* BEGIN GIVEN DATA *

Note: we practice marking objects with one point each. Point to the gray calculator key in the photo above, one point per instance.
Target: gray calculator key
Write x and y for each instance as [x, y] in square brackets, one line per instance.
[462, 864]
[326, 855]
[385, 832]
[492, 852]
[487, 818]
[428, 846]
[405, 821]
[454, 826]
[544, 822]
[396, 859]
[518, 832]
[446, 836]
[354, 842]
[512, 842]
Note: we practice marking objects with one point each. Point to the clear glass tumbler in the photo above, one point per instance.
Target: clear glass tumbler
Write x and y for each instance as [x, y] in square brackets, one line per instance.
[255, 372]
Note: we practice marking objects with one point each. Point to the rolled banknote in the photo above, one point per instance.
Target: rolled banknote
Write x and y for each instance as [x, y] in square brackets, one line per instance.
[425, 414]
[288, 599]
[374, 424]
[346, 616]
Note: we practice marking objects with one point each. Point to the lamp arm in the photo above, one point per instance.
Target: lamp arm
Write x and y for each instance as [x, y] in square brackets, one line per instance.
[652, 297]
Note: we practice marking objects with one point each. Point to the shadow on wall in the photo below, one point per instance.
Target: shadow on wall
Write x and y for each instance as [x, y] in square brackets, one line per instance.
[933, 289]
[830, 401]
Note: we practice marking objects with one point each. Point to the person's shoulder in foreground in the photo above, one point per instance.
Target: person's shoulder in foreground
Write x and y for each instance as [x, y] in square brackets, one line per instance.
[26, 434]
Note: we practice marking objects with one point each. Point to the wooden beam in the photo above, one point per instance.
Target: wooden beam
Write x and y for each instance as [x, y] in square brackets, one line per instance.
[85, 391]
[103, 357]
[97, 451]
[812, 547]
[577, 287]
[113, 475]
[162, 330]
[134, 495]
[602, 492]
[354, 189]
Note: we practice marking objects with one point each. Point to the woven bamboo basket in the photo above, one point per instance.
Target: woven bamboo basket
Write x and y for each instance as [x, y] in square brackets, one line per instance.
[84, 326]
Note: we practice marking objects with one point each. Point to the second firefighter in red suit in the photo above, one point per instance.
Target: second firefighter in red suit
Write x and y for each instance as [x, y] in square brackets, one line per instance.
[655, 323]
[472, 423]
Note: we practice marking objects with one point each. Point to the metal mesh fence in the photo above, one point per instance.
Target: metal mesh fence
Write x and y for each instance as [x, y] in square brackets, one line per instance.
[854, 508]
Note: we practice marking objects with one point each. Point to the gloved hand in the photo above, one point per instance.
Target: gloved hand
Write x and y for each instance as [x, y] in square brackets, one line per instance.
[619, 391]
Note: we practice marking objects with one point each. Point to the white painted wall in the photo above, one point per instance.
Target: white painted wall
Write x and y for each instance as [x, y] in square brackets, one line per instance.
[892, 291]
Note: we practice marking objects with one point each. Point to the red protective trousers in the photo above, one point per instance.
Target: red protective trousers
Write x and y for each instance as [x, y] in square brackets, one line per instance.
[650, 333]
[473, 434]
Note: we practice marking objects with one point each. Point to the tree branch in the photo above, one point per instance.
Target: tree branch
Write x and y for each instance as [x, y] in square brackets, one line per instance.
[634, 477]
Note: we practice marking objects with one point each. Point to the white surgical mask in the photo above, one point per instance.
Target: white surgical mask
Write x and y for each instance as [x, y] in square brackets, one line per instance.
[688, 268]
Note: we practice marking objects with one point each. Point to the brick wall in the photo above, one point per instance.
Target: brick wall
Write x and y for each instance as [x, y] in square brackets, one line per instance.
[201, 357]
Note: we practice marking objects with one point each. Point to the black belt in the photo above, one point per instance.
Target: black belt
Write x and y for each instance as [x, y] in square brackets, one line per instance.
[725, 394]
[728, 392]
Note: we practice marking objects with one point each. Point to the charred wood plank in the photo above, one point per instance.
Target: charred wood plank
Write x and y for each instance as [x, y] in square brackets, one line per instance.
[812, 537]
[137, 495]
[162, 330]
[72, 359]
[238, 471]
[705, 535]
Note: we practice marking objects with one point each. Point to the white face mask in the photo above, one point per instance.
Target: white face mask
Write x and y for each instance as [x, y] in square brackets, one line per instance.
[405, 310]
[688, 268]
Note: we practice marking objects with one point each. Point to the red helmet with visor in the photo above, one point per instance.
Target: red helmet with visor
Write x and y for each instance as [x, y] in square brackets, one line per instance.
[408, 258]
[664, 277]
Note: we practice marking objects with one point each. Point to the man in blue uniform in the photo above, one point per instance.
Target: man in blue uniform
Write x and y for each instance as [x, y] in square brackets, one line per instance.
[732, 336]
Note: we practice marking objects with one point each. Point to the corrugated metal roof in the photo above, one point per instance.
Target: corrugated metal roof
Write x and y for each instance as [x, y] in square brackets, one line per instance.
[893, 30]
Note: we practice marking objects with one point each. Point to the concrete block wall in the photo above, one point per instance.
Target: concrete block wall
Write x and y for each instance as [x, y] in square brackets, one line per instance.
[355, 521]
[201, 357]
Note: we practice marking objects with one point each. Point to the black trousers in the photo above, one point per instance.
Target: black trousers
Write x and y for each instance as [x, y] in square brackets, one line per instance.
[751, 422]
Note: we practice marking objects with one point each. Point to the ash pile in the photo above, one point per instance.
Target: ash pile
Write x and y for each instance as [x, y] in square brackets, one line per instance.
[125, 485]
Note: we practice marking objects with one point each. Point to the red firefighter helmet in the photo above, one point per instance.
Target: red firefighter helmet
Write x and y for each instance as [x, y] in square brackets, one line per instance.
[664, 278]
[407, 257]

* END GIVEN DATA *

◆ **EXERCISE OBJECTIVE**: Repeat all of the data above line for line, keeping every character unchanged.

◆ **THE ANSWER**:
Note: we practice marking objects with one point each. Point to the gray calculator key in the photo above, one point per instance.
Target: gray calculator key
Write x and y for each instance as [x, y] in square brackets, one line per instance.
[462, 864]
[326, 855]
[385, 832]
[492, 852]
[487, 818]
[428, 846]
[405, 821]
[454, 826]
[544, 822]
[396, 859]
[518, 832]
[446, 836]
[354, 842]
[512, 842]
Note: we practice marking objects with one point each. Point to the clear glass tumbler in the photo above, one point per instance.
Target: clear glass tumbler
Write x and y for each instance as [x, y] in square brackets, one line per instance.
[255, 372]
Note: we practice marking objects with one point each. Point to the rolled banknote in the photo above, one point per instance.
Target: rolled banknote
Write x and y for each instance as [x, y] in square brackets, one line per instance.
[425, 414]
[288, 599]
[374, 424]
[346, 616]
Note: we practice marking objects with one point each. Point to the lamp arm in the photo above, one point per instance.
Target: lamp arm
Write x and y for each instance as [x, y] in square brackets, one line per instance.
[652, 297]
Note: we practice marking objects with one point each. Point to the shadow on wall in the photo below, one point per instance.
Target: shadow on wall
Write x and y for each instance as [x, y] in square brackets, one line per instance.
[933, 289]
[830, 401]
Note: we practice marking objects with one point each. Point to the person's shoulder in foreground in the photo above, one point per instance.
Target: person's shoulder in foreground
Write x and y for each instance as [x, y] in square brackets, one line per instance.
[26, 434]
Note: we practice marking objects with one point each. Point to the wooden beam in the photo above, one point per instance.
Target: wooden beam
Write x and y for each instance as [x, y] in square brackets, one line per instance.
[85, 391]
[103, 357]
[97, 451]
[812, 547]
[577, 287]
[113, 475]
[162, 330]
[134, 495]
[602, 492]
[354, 189]
Note: we practice marking objects with one point each. Point to the woven bamboo basket in the photo above, one point per instance.
Target: woven bamboo basket
Write x and y for each instance as [x, y] in square brackets, one line per instance.
[84, 326]
Note: we practice marking objects with one point each. Point to the second firefighter in red suit in the photo above, one point per instance.
Target: second firefighter in red suit
Write x and y for each instance as [x, y] in square brackets, one line per instance.
[655, 323]
[472, 423]
Note: we practice marking objects with one point each. Point to the metal mesh fence in the photo above, one point per instance.
Target: metal mesh fence
Write x and y for each instance as [x, y] in square brackets, one line per instance.
[854, 508]
Note: we practice marking objects with one point each. Point to the gloved hand in the photo above, one point per instance.
Target: gloved hand
Write x and y for each instance as [x, y] in square brackets, one line per instance.
[619, 391]
Note: we practice marking objects with one point each. Point to the white painted wall in the photo above, one point per instance.
Target: white painted wall
Write x and y for each instance as [x, y] in square brackets, one line per instance.
[892, 291]
Note: we practice marking objects with one point each. Point to the red protective trousers in the photo above, one point per instance.
Target: red protective trousers
Write x and y for each instance as [x, y] in square brackets, one line per instance.
[650, 333]
[473, 434]
Note: we practice marking objects with one point each. Point to the tree branch in the photo above, one point per instance.
Target: tree branch
Write x and y for each instance as [x, y] in square brackets, one line per instance.
[634, 477]
Note: we practice marking objects with one point each. Point to the white surgical mask in the photo above, one point per instance.
Target: white surgical mask
Write x and y for each instance as [x, y] in square brackets, one line per instance.
[688, 268]
Note: we practice marking objects with one point each. Point to the brick wall in the photo above, one point per instance.
Target: brick wall
Write x and y for each instance as [x, y] in square brackets, one line per instance.
[201, 357]
Note: we practice marking objects with one point each. Point to the black belt in the photo above, one point per instance.
Target: black belt
Write x and y for each instance as [x, y] in square brackets, one line per instance.
[725, 394]
[728, 392]
Note: we practice marking objects with one point each. Point to the charred wood plank in the photo above, one point per instance.
Target: charred wood plank
Write x and y for each instance as [x, y] in square brackets, one line per instance.
[812, 537]
[137, 495]
[162, 330]
[72, 359]
[238, 471]
[705, 535]
Note: we practice marking objects with one point each. Point to the white face mask in the photo above, one point per instance.
Target: white face mask
Write x and y for each instance as [x, y] in square brackets, one line per instance.
[405, 310]
[688, 268]
Note: we practice marking objects with one point each. Point to the red helmet with visor in the photo above, one point per instance.
Target: red helmet with visor
Write x and y for each instance as [x, y] in square brackets, one line per instance.
[408, 258]
[664, 277]
Note: we practice marking objects with one point each. Point to the man in blue uniform in the photo above, one point per instance.
Target: man in blue uniform
Write x and y for each instance as [x, y] in square brackets, one line per instance.
[732, 336]
Note: we practice marking objects with one point each. Point to the corrugated metal roof in the photo above, one point per instance.
Target: corrugated metal roof
Write x and y for each instance as [x, y] in square brackets, one line per instance.
[893, 30]
Note: we practice marking objects with one point each. Point to the concrete block wall in the photo above, one point per instance.
Target: concrete block wall
Write x and y for each instance as [x, y] in square brackets, one line per instance.
[355, 521]
[201, 357]
Note: we practice marking objects with one point each. Point to the black trousers in the photo above, one point per instance.
Target: black trousers
Write x and y for each instance as [x, y] in square brackets, one line per instance.
[751, 422]
Note: we practice marking objects with one point each. Point to the ash pile in the photo above, one point per instance.
Target: ash pile
Write x and y for each instance as [x, y] in square brackets, one line per instance.
[125, 485]
Note: we practice marking objects with one point each. Point to the red firefighter helmet in the photo above, one point per instance.
Target: red firefighter helmet
Write x and y for each instance as [x, y] in square brackets, one line per instance.
[664, 278]
[407, 257]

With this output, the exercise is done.